◆ SOURCE:
— Begin —
STATEMENT OF ADMINISTRATION POLICY

(House Rules)
(Ford (D) MI and 64 others)

The Administration strongly supports reauthorization of the Higher Education Act and submitted its proposals to Congress in June 1991. These proposals would significantly increase financial support for all eligible students, with increased aid targeted particularly to low- and middle-income students. They also would: (1) improve the fiscal integrity of the student loan guarantee programs; (2) restructure and make more effective programs that help disadvantaged youth go to college and graduate; and (3) provide, for the first time, scholarships for low-income students who excel in their educational endeavors.

In contrast, H.R. 3553, as modified to incorporate the text of H.R. 4471, would (1) shift student aid to focus more assistance on those least in need; (2) provide unrealistic authorization levels that will create false expectations for students; (3) compound the administrative problems facing the Department of Education; (4) create a poorly structured direct student loan program; and (5) violate the pay-as-you-go provisions of the Budget Enforcement Act. Therefore, the Administration opposes enactment of H.R. 3553 in its current form. If the bill were presented to the President, his senior advisers would recommend a veto.

In particular, the Administration strongly objects to provisions that would:

  • Change Pell Grant eligibility and determine award sizes in ways that would give excessive aid to the wealthiest students.

—   H.R. 3553 would significantly increase Pell Grant funding for students from high-income families. In particular, the total amount of Pell Grant awards to families with incomes over $60,000 would grow by almost 1,400 percent, the highest increase of any income category.
— End —
◆ WHAT IS ASKED:
a. Retype the part of the policy statement starting at "(Ford (D) MI" and ending at "their educational endeavors.".
b. List the five numbered effects that the policy statement says H.R. 3553, as modified to incorporate the text of H.R. 4471, would have.

◆ DATASET:
— Begin —
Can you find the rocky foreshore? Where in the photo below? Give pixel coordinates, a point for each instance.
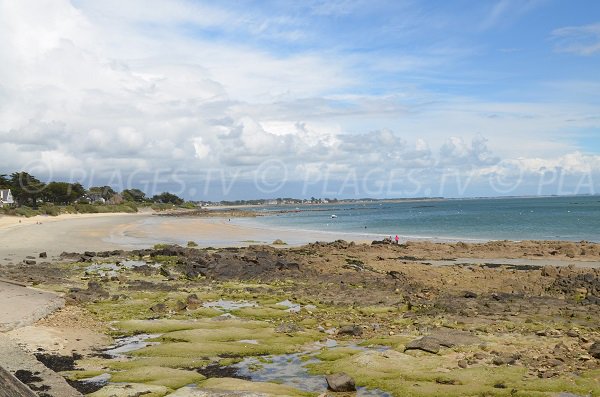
(384, 318)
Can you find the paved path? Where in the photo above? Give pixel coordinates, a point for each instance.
(21, 306)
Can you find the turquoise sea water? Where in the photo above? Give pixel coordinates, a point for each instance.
(540, 218)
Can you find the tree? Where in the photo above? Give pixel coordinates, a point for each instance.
(134, 195)
(4, 181)
(26, 188)
(166, 198)
(106, 192)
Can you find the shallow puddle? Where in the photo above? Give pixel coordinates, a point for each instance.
(290, 370)
(229, 305)
(130, 343)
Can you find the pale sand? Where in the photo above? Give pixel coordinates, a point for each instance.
(22, 237)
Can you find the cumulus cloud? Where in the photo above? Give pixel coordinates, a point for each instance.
(100, 87)
(579, 40)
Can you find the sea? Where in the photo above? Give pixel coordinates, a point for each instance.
(573, 218)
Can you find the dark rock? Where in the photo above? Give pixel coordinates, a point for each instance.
(340, 383)
(594, 350)
(58, 363)
(158, 308)
(284, 265)
(572, 333)
(353, 330)
(192, 299)
(442, 337)
(164, 272)
(396, 275)
(426, 343)
(549, 271)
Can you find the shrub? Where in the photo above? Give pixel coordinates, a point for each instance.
(50, 209)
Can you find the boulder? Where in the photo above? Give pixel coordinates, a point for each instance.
(158, 308)
(594, 350)
(442, 337)
(353, 330)
(340, 383)
(426, 343)
(549, 271)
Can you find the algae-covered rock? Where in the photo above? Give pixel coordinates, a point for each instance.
(162, 376)
(131, 390)
(340, 382)
(263, 388)
(195, 392)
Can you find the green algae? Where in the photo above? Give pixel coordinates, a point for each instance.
(161, 376)
(433, 375)
(336, 354)
(232, 384)
(166, 362)
(261, 313)
(131, 390)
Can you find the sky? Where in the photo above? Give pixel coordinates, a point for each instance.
(340, 98)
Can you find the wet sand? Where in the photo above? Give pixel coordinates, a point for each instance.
(22, 237)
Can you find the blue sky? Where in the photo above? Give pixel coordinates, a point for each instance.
(114, 92)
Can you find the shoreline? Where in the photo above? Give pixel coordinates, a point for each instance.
(25, 240)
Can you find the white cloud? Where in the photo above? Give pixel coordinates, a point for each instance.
(580, 40)
(112, 85)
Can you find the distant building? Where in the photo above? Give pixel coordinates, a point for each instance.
(94, 198)
(116, 199)
(6, 197)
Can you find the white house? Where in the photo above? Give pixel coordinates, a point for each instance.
(6, 197)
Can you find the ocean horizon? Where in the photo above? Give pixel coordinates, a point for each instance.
(570, 218)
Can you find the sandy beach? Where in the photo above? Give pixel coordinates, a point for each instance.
(22, 237)
(440, 315)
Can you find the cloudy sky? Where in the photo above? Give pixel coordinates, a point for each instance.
(345, 98)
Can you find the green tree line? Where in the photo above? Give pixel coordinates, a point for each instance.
(27, 190)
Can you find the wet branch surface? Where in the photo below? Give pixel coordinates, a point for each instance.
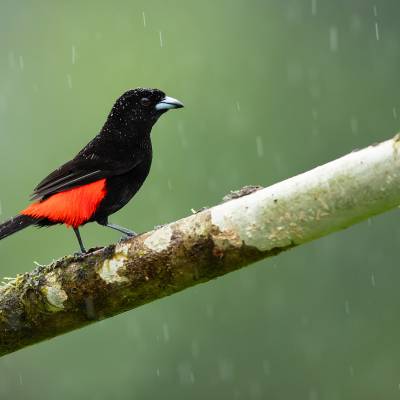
— End —
◆ REPLIES:
a.
(Ford (D) MI and 64 others)

The Administration strongly supports reauthorization of the Higher Education Act and submitted its proposals to Congress in June 1991. These proposals would significantly increase financial support for all eligible students, with increased aid targeted particularly to low- and middle-income students. They also would: (1) improve the fiscal integrity of the student loan guarantee programs; (2) restructure and make more effective programs that help disadvantaged youth go to college and graduate; and (3) provide, for the first time, scholarships for low-income students who excel in their educational endeavors.

b.
1. Shift student aid to focus more assistance on those least in need.
2. Provide unrealistic authorization levels that will create false expectations for students.
3. Compound the administrative problems facing the Department of Education.
4. Create a poorly structured direct student loan program.
5. Violate the pay-as-you-go provisions of the Budget Enforcement Act.